* **What you have to do**
Transcribe every one of the items below word for word, keeping their original order.

* **Supplied records**
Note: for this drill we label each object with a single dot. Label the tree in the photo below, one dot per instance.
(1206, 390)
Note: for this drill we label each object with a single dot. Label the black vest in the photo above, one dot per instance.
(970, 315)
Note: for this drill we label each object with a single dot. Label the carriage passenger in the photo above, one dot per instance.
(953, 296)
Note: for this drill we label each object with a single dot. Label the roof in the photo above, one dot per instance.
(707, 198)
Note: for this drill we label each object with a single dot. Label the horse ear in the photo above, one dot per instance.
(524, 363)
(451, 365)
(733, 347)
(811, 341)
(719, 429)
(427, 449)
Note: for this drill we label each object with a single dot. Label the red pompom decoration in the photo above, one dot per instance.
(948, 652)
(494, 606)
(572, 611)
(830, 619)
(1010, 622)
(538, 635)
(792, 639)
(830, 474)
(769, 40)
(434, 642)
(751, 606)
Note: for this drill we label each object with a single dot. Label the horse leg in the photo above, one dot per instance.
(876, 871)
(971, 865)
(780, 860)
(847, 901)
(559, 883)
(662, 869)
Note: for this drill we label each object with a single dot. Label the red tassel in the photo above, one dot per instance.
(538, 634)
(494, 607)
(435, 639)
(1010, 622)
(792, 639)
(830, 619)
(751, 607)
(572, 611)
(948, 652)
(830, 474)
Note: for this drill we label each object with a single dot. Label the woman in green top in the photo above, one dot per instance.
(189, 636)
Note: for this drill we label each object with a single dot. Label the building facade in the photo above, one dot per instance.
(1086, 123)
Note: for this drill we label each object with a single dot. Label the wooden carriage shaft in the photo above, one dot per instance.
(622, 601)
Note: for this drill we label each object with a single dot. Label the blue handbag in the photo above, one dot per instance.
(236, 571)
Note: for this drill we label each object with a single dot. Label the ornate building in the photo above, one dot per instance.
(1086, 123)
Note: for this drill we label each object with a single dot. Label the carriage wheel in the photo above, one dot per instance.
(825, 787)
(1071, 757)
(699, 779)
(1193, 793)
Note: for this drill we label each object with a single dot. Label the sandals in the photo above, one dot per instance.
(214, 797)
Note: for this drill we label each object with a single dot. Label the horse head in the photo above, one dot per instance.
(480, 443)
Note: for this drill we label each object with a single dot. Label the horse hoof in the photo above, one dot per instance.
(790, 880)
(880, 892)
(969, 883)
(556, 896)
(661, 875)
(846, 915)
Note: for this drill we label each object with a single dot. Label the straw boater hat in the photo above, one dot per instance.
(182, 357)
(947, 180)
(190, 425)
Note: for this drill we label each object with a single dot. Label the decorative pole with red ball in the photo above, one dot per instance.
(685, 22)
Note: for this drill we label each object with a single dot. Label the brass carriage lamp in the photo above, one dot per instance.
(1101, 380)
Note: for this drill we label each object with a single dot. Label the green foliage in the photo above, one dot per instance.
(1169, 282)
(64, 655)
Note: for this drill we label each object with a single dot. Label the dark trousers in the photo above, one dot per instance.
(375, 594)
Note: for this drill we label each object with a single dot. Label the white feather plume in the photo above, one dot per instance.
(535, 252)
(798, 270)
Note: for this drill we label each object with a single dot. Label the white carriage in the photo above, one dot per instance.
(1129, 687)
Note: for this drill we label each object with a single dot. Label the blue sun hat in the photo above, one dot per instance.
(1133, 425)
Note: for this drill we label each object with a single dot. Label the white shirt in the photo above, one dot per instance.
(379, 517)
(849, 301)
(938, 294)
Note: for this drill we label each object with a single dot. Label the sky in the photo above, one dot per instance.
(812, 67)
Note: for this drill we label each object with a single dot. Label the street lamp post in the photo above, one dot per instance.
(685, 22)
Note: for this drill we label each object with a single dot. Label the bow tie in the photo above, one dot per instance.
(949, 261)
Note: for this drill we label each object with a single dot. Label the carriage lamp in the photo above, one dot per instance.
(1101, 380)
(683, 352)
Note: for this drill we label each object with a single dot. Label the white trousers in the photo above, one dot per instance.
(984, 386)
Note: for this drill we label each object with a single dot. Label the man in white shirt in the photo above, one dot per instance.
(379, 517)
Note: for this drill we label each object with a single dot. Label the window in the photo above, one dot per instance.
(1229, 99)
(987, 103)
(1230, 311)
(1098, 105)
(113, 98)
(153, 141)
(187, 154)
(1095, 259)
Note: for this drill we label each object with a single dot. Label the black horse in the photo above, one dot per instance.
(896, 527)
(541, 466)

* **Result for this exercise**
Note: for this drill we label each object with a single dot. Label the tree in the photo below, one dot per instance.
(1206, 390)
Note: for this drill we label each object with a single dot. Label the black vest in the photo above, one dot per instance.
(970, 315)
Note: for this drill we label each object with a single dot. Label the carriage passenger in the photo above, one dot per instance.
(953, 296)
Note: for this drill we label each object with a single dot. Label the roof in the photo above, one dot per instance.
(707, 198)
Note: for this drill we label each object with a single dot. Label the horse ear in the photo above, one dot per instance.
(524, 363)
(451, 365)
(733, 347)
(811, 341)
(719, 429)
(427, 449)
Note: for this drill we label each object with a single dot. Label the red pompom decoration in the photo above, one dot per instance.
(948, 652)
(494, 606)
(572, 611)
(830, 619)
(1010, 622)
(538, 635)
(792, 639)
(830, 474)
(769, 40)
(434, 642)
(751, 606)
Note: for this drill we label each object with a single dot. Label the horse leg in the photo above, one dot per instance.
(876, 871)
(971, 865)
(780, 860)
(847, 901)
(559, 883)
(662, 869)
Note: for this drill we label each object with a single dot. Label the red tassel in the photo above, one dot per instance.
(538, 634)
(494, 607)
(435, 639)
(1010, 622)
(792, 639)
(830, 619)
(751, 607)
(572, 611)
(948, 652)
(830, 474)
Note: for this drill we label each object with a single dot. Label the woman in green top in the photo above, one dot per instance.
(189, 636)
Note: for this drill we label each object with a single dot. Label the building facade in the photo above, one dot per instance.
(1086, 123)
Note: for this drill we label each object with a single dot. Label the wooden carriage shaft in the photo above, one dot per instance.
(622, 601)
Note: for this drill we label each object with a single dot. Label the blue handbag in the photo above, one dot per instance.
(236, 571)
Note: for this drill we label each object with a single dot. Label the ornate building in the photo above, one dot per instance.
(1086, 123)
Note: for this drill we label each object with a single dot. Label the carriage wheel in the photo above, one dot per instance.
(825, 787)
(1071, 757)
(699, 779)
(1193, 793)
Note: for this drill we label each object with a single dot. Label the sandals in the photo above, one dot per instance.
(214, 797)
Note: for this drill we label each object with a single dot. Label the horse head in the photo above, one dot per instance.
(480, 443)
Note: for this drill we label each object with a single dot. Label the horse hoof in the photo above, one dot per instance.
(790, 880)
(880, 892)
(969, 883)
(556, 896)
(661, 875)
(846, 915)
Note: for this drill we label each object with a single dot. Label the straw boater hat in the photo above, one dot per instance.
(182, 357)
(947, 180)
(190, 425)
Note: for this drill we label each object with a single dot. Label the decorative pole with red ball in the photo above, one dot per instance.
(685, 22)
Note: for this drill we label each object with a single dot. Label the brass carriage lamp in the photo above, one dot per instance.
(1101, 380)
Note: for this drill we label each object with a single dot. Label the green foliage in the photo above, one dot per instance.
(1169, 282)
(64, 655)
Note: for this drill we label each object with a single dot. Label the dark trousers in the photo above, one dot per instance.
(375, 594)
Note: for this drill we label each object with a single dot. Label the white feather plume in the photo above, one dot per instance.
(535, 252)
(798, 270)
Note: for this drill we label each object with a single dot. Label the white carriage in the photo above, one dot per instance.
(1129, 687)
Note: for this drill we label each object with a single dot. Label the blue sun hat in the photo above, one dot per instance.
(1133, 425)
Note: for this drill we label each object with a single dot. Label the white shirt in the photo above, one dot per instance.
(379, 517)
(849, 301)
(938, 294)
Note: for this drill we label each object with a single dot. Label the sky in the photo above, one dot per instance.
(812, 67)
Note: for this drill we label each object with a single dot. Label the street lamp post in the photo above, one dot per instance.
(685, 22)
Note: for this drill we label each object with a single dot. Label the bow tie in the photo above, one dot per instance.
(949, 261)
Note: for this drill we label each object with a single dot. Label the carriage lamp in the photo above, one dot per instance.
(1101, 380)
(683, 352)
Note: for this drill we label each object with a single dot. Label the white trousers in the photo above, one dot per instance.
(984, 386)
Note: for this drill we label each object with a single dot. Label the man in white shirt in the photo above, one dot per instance.
(379, 517)
Note: for this drill we label each object with a single dot. Label the window in the photo above, one dot per instance.
(1229, 99)
(987, 103)
(1230, 311)
(1098, 105)
(113, 98)
(153, 141)
(187, 154)
(1095, 259)
Note: for this drill we label each object with a single dot. Label the black horse in the photo above, one dot per instance.
(896, 527)
(541, 466)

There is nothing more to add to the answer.